Supplied passage:
- - -

Commit Graph

3338 Commits

Author SHA1 Message Date
Junio C Hamano
1d6b38cc76 pack-objects: use full pathname to help hashing with "thin" pack.
This uses the same hashing algorithm to the "preferred base
tree" objects and the incoming pathnames, to group the same
files from different revs together, while spreading files with
the same basename in different directories.

Signed-off-by: Junio C Hamano <junkio@cox.net>
2006-02-22 23:07:20 -08:00
Junio C Hamano
b925410d10 pack-objects: thin pack micro-optimization.
Since we sort objects by type, hash, preferredness and then
size, after we have a delta against preferred base, there is no
point trying a delta with non-preferred base.  This seems to
save expensive calls to diff-delta and it also seems to save the
output space as well.

Signed-off-by: Junio C Hamano <junkio@cox.net>
2006-02-22 21:45:45 -08:00
Junio C Hamano
b19696c2e7 Use thin pack transfer in "git fetch".
Signed-off-by: Junio C Hamano <junkio@cox.net>
2006-02-20 00:38:39 -08:00
Junio C Hamano
a79a276360 Add git-push --thin.
Maybe we would want to make this default before it graduates to
the master branch, but in the meantime to help testing things,
this allows you to say "git push --thin destination".

- - -

Record set:
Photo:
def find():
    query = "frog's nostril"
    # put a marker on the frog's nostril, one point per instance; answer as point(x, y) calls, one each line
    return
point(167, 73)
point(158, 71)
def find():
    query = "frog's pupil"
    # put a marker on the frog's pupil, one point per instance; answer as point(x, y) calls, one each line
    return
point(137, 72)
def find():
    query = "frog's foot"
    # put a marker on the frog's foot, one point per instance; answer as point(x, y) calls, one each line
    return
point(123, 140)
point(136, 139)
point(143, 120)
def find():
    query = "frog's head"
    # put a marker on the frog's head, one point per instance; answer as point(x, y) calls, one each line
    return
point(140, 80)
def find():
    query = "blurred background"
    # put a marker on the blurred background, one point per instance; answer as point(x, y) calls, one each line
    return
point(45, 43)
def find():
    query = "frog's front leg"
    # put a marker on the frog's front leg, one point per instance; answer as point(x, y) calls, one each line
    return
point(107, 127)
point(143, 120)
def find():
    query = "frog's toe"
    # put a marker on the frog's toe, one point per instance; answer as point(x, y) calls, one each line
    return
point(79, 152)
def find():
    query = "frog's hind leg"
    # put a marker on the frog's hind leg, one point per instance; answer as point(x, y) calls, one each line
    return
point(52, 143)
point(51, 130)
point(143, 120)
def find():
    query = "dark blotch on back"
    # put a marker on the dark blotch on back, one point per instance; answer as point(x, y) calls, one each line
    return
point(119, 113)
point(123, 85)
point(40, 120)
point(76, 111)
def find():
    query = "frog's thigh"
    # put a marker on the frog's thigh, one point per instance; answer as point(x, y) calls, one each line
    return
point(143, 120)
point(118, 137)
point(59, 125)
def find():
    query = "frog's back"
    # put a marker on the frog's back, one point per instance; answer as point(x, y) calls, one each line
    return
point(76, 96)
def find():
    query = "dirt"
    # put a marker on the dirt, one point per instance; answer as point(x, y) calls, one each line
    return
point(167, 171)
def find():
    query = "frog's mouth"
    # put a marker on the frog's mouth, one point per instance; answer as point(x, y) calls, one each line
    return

- - -

What to work on:
- A) List every abbreviated commit hash shown in the commit graph above.
- B) Write out, word for word, everything in the commit graph from "Commit Graph" down to "in different directories.".

Answers to the problems:
- A)
1d6b38cc76
b925410d10
b19696c2e7
a79a276360

- B)
Commit Graph

3338 Commits

Author SHA1 Message Date
Junio C Hamano
1d6b38cc76 pack-objects: use full pathname to help hashing with "thin" pack.
This uses the same hashing algorithm to the "preferred base
tree" objects and the incoming pathnames, to group the same
files from different revs together, while spreading files with
the same basename in different directories.